Вопрос о правовом равенстве, о равенстве в свободе является центральным в либертарной теории права, относящейся к юридической (естественно-правовой) традиции. «Базовой телеологической ценностью, обеспечиваемой правовым регулированием, здесь признается личная свобода, – пишет Н. В. Варламова. – Общество, заинтересованное в сохранении свободы всех (большинства, многих, некоторых) участников социального взаимодействия, должно найти способ, позволяющий, говоря словами И. Канта, совместить произвол (свободу) одного лица с произволом (свободой) другого с точки зрения всеобщего закона свободы. Им и выступает право, предполагающее нормирование и формализацию свободы на основе всеобщего масштаба и равной меры. В целях обеспечения свободы всех участников социального общения право упорядочивает его на основе принципа формального равенства, абстрагируясь от исходных различий, присущих людям, и признавая их формально равными и свободными субъектами»90.

Интеграция общества с помощью права происходит путем упорядочения (нормирования) социального общения, при абстрагировании от индивидуальных различий людей и признании каждого свободным и обладающим правами и обязанностями по отношению к другим – формально равным ему личностям. С этой точки зрения право можно рассматривать в качестве способа и формы интеграции общества, но не на основе унификации интересов, как происходит в тоталитарном государстве, а наоборот – в условиях обеспечения социальной интеграции (единства) при разнообразии интересов. Интеграция общества – сложная проблема единства в разнообразии. В конечном счете и культурная ценность права обусловлена самой природой человеческого общества вне зависимости от этнических, религиозных, половых и других различий между индивидами.

* _Извлечённые записи_:
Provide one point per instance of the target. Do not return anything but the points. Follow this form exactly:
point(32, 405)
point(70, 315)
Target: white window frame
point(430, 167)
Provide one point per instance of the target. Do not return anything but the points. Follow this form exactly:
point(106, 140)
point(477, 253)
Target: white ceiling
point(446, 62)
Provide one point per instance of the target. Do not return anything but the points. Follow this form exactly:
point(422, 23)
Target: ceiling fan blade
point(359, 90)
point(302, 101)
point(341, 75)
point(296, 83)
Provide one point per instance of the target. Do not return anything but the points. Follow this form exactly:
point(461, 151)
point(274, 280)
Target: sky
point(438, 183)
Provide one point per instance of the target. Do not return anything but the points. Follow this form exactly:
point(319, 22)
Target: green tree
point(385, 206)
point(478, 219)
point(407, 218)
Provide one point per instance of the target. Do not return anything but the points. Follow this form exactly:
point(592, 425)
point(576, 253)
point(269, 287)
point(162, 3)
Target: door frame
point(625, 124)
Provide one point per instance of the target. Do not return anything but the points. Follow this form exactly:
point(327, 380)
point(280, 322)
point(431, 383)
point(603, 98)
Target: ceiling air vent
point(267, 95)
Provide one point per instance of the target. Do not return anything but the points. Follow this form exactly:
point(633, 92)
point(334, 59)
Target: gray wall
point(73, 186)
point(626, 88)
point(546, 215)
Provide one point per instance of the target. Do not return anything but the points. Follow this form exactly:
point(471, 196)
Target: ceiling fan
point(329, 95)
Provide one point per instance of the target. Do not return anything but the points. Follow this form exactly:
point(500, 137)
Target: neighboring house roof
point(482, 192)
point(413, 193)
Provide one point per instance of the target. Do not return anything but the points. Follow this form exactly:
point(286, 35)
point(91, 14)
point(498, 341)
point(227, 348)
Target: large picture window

* _Что требуется_: Перепишите без изменений отрывок из текста о правовом равенстве: от «Интеграция общества с» до «различий между индивидами.» включительно.

* _Результат задания_:
Интеграция общества с помощью права происходит путем упорядочения (нормирования) социального общения, при абстрагировании от индивидуальных различий людей и признании каждого свободным и обладающим правами и обязанностями по отношению к другим – формально равным ему личностям. С этой точки зрения право можно рассматривать в качестве способа и формы интеграции общества, но не на основе унификации интересов, как происходит в тоталитарном государстве, а наоборот – в условиях обеспечения социальной интеграции (единства) при разнообразии интересов. Интеграция общества – сложная проблема единства в разнообразии. В конечном счете и культурная ценность права обусловлена самой природой человеческого общества вне зависимости от этнических, религиозных, половых и других различий между индивидами.